## Given entries
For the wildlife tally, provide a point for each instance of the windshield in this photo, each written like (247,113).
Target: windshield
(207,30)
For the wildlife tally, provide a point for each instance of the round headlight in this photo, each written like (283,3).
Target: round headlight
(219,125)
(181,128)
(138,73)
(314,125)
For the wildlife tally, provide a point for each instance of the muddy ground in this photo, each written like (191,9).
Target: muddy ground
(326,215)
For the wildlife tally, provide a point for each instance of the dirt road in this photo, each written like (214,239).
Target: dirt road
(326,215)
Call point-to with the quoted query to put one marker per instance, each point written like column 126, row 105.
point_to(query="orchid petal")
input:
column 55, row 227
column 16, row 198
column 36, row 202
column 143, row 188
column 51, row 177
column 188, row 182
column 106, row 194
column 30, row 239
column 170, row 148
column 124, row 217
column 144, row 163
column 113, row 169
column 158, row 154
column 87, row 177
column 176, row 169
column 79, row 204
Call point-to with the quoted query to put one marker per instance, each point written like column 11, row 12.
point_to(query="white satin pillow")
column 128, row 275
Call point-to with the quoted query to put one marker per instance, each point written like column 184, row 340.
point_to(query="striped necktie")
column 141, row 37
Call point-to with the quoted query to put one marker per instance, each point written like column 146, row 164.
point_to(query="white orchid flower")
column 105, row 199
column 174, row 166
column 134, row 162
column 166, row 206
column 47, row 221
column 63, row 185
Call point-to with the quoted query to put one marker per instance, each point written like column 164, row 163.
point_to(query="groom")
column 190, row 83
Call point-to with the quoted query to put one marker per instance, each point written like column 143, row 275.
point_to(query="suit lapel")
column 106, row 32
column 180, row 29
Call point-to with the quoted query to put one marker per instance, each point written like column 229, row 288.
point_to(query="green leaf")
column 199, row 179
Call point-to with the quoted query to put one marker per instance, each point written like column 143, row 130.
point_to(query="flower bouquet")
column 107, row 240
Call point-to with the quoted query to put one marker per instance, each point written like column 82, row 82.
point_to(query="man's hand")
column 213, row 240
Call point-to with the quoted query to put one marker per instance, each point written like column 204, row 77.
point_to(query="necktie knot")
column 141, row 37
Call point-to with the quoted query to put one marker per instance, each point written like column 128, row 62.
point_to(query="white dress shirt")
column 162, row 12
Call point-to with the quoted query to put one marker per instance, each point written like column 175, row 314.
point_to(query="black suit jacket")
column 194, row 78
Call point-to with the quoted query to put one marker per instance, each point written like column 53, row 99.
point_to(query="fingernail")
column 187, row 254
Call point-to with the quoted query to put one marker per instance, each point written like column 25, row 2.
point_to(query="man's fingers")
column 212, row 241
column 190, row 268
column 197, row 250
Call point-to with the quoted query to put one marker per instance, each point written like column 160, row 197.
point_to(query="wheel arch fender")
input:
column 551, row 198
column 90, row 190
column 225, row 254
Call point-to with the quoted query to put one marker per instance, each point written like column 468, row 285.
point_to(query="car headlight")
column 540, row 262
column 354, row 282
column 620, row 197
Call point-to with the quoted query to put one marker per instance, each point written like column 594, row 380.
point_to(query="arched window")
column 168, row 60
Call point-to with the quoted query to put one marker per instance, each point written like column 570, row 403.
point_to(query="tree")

## Problem to solve
Would you please repeat the entire listing, line for line?

## Exercise result
For the wildlife tally, provide a point for each instance of the windshield in this photo, each written like (247,113).
Target: windshield
(207,30)
For the wildlife tally, provide a point for each instance of the round headlight in this photo, each written like (283,3).
Target: round headlight
(219,125)
(181,128)
(138,73)
(314,125)
For the wildlife tally, provide a point for each instance of the muddy ground in this photo, each written like (191,9).
Target: muddy ground
(326,215)
For the wildlife tally, provide a point for each instance of the dirt road in this photo, each written like (214,239).
Target: dirt road
(326,215)
Call point-to with the quoted query to put one marker per instance, each point written like column 126, row 105.
point_to(query="orchid petal")
input:
column 55, row 227
column 16, row 198
column 36, row 202
column 143, row 188
column 51, row 177
column 188, row 182
column 106, row 194
column 30, row 239
column 170, row 148
column 124, row 217
column 144, row 163
column 113, row 169
column 158, row 154
column 87, row 177
column 176, row 169
column 79, row 204
Call point-to with the quoted query to put one marker per instance, each point written like column 11, row 12.
point_to(query="white satin pillow")
column 128, row 275
Call point-to with the quoted query to put one marker per instance, each point written like column 184, row 340.
point_to(query="striped necktie")
column 141, row 37
Call point-to with the quoted query to put one marker per instance, each point written like column 146, row 164.
point_to(query="white orchid flower")
column 105, row 199
column 174, row 166
column 134, row 162
column 166, row 206
column 47, row 221
column 63, row 185
Call point-to with the quoted query to put one marker per instance, each point written like column 164, row 163.
point_to(query="groom")
column 190, row 83
Call point-to with the quoted query to put one marker per instance, each point written like column 143, row 275.
point_to(query="suit lapel")
column 106, row 32
column 180, row 29
Call point-to with the quoted query to put one marker per instance, each point written like column 229, row 288.
point_to(query="green leaf")
column 199, row 179
Call point-to with the quoted query to put one marker per instance, each point written like column 143, row 130.
point_to(query="flower bouquet")
column 107, row 240
Call point-to with the quoted query to put one marker per instance, each point written like column 82, row 82.
point_to(query="man's hand")
column 213, row 240
Call point-to with the quoted query to put one marker per instance, each point written like column 204, row 77.
point_to(query="necktie knot")
column 141, row 37
Call point-to with the quoted query to put one marker per instance, each point written like column 128, row 62.
point_to(query="white dress shirt")
column 162, row 12
Call point-to with the quoted query to put one marker per instance, each point written like column 175, row 314.
point_to(query="black suit jacket")
column 194, row 78
Call point-to with the quoted query to put one marker per instance, each point written like column 53, row 99.
point_to(query="fingernail")
column 187, row 254
Call point-to with the quoted query to put one marker per instance, each point written like column 25, row 2.
point_to(query="man's fingers")
column 212, row 241
column 190, row 268
column 197, row 250
Call point-to with the quoted query to put one marker per instance, each point written like column 160, row 197.
point_to(query="wheel arch fender")
input:
column 551, row 198
column 90, row 190
column 225, row 254
Call point-to with the quoted query to put one marker per instance, each point written like column 468, row 285.
point_to(query="car headlight")
column 540, row 262
column 354, row 282
column 620, row 197
Call point-to with the quoted query to put one marker per instance, each point written like column 594, row 380.
point_to(query="arched window")
column 168, row 60
Call point-to with the quoted query to put one marker per instance, each point written like column 570, row 403.
point_to(query="tree")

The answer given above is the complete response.